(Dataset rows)
↓↓↓
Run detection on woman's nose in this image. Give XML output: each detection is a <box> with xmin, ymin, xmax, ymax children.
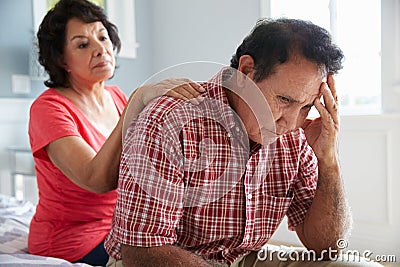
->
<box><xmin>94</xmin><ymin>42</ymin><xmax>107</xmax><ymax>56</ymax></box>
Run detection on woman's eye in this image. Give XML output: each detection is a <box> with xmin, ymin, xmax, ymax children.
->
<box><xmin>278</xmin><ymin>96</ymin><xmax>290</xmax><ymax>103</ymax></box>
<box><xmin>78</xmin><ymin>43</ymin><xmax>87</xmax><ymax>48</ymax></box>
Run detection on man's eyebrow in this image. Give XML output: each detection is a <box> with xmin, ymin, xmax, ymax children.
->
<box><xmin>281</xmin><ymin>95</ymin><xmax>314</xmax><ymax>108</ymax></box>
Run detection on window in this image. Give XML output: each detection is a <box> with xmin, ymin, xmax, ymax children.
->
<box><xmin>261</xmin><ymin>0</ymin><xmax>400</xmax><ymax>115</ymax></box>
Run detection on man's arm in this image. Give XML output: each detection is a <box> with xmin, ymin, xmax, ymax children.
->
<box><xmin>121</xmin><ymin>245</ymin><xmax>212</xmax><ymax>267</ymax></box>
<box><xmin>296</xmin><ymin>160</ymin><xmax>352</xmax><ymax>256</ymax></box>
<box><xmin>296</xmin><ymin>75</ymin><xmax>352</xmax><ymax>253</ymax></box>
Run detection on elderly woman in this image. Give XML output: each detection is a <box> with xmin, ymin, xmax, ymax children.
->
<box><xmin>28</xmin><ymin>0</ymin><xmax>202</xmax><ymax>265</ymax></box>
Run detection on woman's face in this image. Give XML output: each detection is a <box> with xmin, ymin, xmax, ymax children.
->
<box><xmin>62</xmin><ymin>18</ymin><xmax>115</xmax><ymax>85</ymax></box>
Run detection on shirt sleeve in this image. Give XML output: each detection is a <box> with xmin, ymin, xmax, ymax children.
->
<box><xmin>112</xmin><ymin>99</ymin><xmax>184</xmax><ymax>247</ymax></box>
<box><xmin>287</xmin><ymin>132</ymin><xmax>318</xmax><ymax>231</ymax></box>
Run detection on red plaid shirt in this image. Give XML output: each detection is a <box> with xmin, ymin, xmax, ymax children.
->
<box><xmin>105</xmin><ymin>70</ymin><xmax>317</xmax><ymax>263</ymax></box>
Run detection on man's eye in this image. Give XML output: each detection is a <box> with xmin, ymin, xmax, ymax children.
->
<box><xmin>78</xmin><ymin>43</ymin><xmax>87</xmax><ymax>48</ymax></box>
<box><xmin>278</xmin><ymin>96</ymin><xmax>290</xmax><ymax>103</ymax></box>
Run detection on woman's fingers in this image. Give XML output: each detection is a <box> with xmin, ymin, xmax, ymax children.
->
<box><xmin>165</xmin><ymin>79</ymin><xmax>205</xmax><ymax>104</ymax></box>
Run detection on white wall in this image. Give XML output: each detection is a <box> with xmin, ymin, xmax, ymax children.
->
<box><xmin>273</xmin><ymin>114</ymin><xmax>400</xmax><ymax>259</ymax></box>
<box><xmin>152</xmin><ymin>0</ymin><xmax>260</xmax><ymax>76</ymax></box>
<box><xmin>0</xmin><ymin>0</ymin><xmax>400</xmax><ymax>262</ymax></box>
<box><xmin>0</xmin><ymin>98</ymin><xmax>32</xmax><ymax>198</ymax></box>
↑↑↑
Output the records above exactly as they are, leaving out the pictures.

### Completed task
Run detection on woman's nose in this image. Give XML output: each detection is a <box> with xmin, ymin, xmax, ymax children.
->
<box><xmin>94</xmin><ymin>42</ymin><xmax>107</xmax><ymax>56</ymax></box>
Run detection on woman's eye in this image. Give XML output: each detection is a <box> with xmin, ymin, xmax, ymax children.
->
<box><xmin>278</xmin><ymin>96</ymin><xmax>290</xmax><ymax>103</ymax></box>
<box><xmin>78</xmin><ymin>43</ymin><xmax>87</xmax><ymax>48</ymax></box>
Run detection on man's eyebrow in this image. Give XML output: each detection is a <box> with xmin, ymin, xmax, ymax children.
->
<box><xmin>281</xmin><ymin>95</ymin><xmax>314</xmax><ymax>108</ymax></box>
Run detection on window in this image. Give XML output: each detection is a <box> with xmin, ymin, xmax, ymax children.
->
<box><xmin>261</xmin><ymin>0</ymin><xmax>400</xmax><ymax>115</ymax></box>
Run detection on man's arm in this image. Give XML output: each detection is a <box> with xmin, ymin, xmax, ymax children.
->
<box><xmin>121</xmin><ymin>245</ymin><xmax>212</xmax><ymax>267</ymax></box>
<box><xmin>296</xmin><ymin>160</ymin><xmax>352</xmax><ymax>256</ymax></box>
<box><xmin>296</xmin><ymin>75</ymin><xmax>352</xmax><ymax>253</ymax></box>
Run detection on elderly woman in this image. Give XML output: each detection is a <box> with xmin, ymin, xmax, ymax children.
->
<box><xmin>28</xmin><ymin>0</ymin><xmax>202</xmax><ymax>265</ymax></box>
Run detection on woman's face in this image. Give XML output: each detection is a <box> with xmin, ymin, xmax, ymax children.
->
<box><xmin>62</xmin><ymin>18</ymin><xmax>115</xmax><ymax>85</ymax></box>
Run detection on shirt sleeve in this image. Give XML output: each detection is a <box> with xmin, ymin, xmax, ymax children.
->
<box><xmin>112</xmin><ymin>99</ymin><xmax>184</xmax><ymax>247</ymax></box>
<box><xmin>287</xmin><ymin>132</ymin><xmax>318</xmax><ymax>231</ymax></box>
Run detection on red plaid shirt in this image. Give XML output: each detection is a <box> with xmin, ymin, xmax, ymax children.
->
<box><xmin>105</xmin><ymin>70</ymin><xmax>317</xmax><ymax>263</ymax></box>
Run detection on man's eye in this image. Give XML output: each detection is a <box> with xmin, ymin, xmax, ymax children.
->
<box><xmin>78</xmin><ymin>43</ymin><xmax>87</xmax><ymax>48</ymax></box>
<box><xmin>278</xmin><ymin>96</ymin><xmax>290</xmax><ymax>103</ymax></box>
Run detection on woman's fingers in this image. Give XML output: each detection is a <box> with xmin, ymin, xmax, ymax children.
->
<box><xmin>165</xmin><ymin>79</ymin><xmax>205</xmax><ymax>104</ymax></box>
Run detection on white wall in this image. Give XML output: each detection is a <box> with xmin, ymin, xmax, ymax children.
->
<box><xmin>273</xmin><ymin>114</ymin><xmax>400</xmax><ymax>259</ymax></box>
<box><xmin>152</xmin><ymin>0</ymin><xmax>260</xmax><ymax>76</ymax></box>
<box><xmin>0</xmin><ymin>0</ymin><xmax>400</xmax><ymax>262</ymax></box>
<box><xmin>0</xmin><ymin>98</ymin><xmax>32</xmax><ymax>198</ymax></box>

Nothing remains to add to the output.